:: The exercise ::
Copy the following lines word for word, changing nothing.

:: Material shown ::
◆ ◆ ◆ ◆ ◆ ◆ ◆
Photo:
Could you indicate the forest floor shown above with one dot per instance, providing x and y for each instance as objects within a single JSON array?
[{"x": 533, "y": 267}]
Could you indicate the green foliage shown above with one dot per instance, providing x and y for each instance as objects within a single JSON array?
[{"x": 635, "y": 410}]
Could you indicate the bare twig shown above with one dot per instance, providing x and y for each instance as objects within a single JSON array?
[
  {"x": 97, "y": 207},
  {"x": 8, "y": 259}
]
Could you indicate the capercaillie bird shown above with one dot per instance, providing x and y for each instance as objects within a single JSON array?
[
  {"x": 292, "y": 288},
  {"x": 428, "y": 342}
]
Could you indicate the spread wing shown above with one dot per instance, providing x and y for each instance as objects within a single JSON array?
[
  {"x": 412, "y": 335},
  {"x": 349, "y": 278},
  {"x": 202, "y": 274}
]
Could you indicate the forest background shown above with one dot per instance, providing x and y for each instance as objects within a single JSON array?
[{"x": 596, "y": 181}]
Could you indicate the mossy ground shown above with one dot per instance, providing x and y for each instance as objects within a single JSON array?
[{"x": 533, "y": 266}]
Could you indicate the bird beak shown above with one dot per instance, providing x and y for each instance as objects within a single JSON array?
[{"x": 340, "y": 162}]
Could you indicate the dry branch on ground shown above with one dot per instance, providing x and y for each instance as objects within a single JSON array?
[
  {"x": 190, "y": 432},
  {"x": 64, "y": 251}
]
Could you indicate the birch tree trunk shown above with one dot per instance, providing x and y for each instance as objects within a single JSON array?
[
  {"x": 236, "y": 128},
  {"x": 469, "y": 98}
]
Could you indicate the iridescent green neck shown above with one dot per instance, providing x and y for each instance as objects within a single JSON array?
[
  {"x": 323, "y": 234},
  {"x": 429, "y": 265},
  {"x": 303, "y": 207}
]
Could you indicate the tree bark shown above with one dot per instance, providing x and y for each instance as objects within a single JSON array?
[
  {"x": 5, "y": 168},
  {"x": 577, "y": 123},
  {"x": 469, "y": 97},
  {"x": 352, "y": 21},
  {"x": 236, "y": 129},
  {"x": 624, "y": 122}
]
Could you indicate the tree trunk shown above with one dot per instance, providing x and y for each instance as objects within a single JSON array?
◆ ◆ ◆ ◆ ◆ ◆ ◆
:: Worked answer ::
Photo:
Could you indicate the forest floor shown above with one dot per instance, providing x and y for each instance as objects within a single JSON array?
[{"x": 533, "y": 267}]
Could you indicate the green foliage shown above with one dot per instance, providing x and y for each instance as objects within a single JSON array?
[{"x": 635, "y": 410}]
Could you indicate the bare twig shown above with one dot per instance, providing x and y for each instance as objects within a single JSON array?
[
  {"x": 97, "y": 207},
  {"x": 8, "y": 259}
]
Could you indicate the capercaillie bird shown above with one dot per instance, providing x and y for each instance as objects within a single JSON array?
[
  {"x": 292, "y": 288},
  {"x": 428, "y": 342}
]
Could you indicate the spread wing shown above with one dot per instance, providing x and y for each instance as objects within a single JSON array?
[
  {"x": 412, "y": 335},
  {"x": 349, "y": 278},
  {"x": 202, "y": 274}
]
Could you indicate the forest background shown above with one dot per instance, providing x and y for each instance as objects within a single JSON array?
[{"x": 596, "y": 181}]
Could you indicate the mossy ground shown above with one dot per instance, providing x and y for each instance as objects within a single JSON array?
[{"x": 533, "y": 266}]
Could you indicate the bird beak shown above with one dot per instance, providing x and y for each instance as objects within a single JSON array?
[{"x": 340, "y": 162}]
Could you indicate the dry branch on ground shown above with one dot per instance, providing x and y for each instance as objects within a single JSON array?
[
  {"x": 190, "y": 432},
  {"x": 64, "y": 251}
]
Could you indicate the birch tree trunk shown above with one dot per instance, providing x and y for each instance as objects within a single JSON array?
[
  {"x": 236, "y": 128},
  {"x": 469, "y": 98}
]
Could you indicate the iridescent green neck shown above with one dot per instance, providing x and y for each instance as objects within a single JSON array?
[
  {"x": 323, "y": 234},
  {"x": 429, "y": 265},
  {"x": 303, "y": 207}
]
Could you indicate the tree bark shown above with one dot per instance, providing x and y for each instance as objects within a single JSON array?
[
  {"x": 5, "y": 168},
  {"x": 577, "y": 123},
  {"x": 469, "y": 97},
  {"x": 352, "y": 21},
  {"x": 236, "y": 129},
  {"x": 624, "y": 122}
]
Could you indicate the tree trunk shown above with one dot per instance, providing x and y for each instance as objects within a single JSON array?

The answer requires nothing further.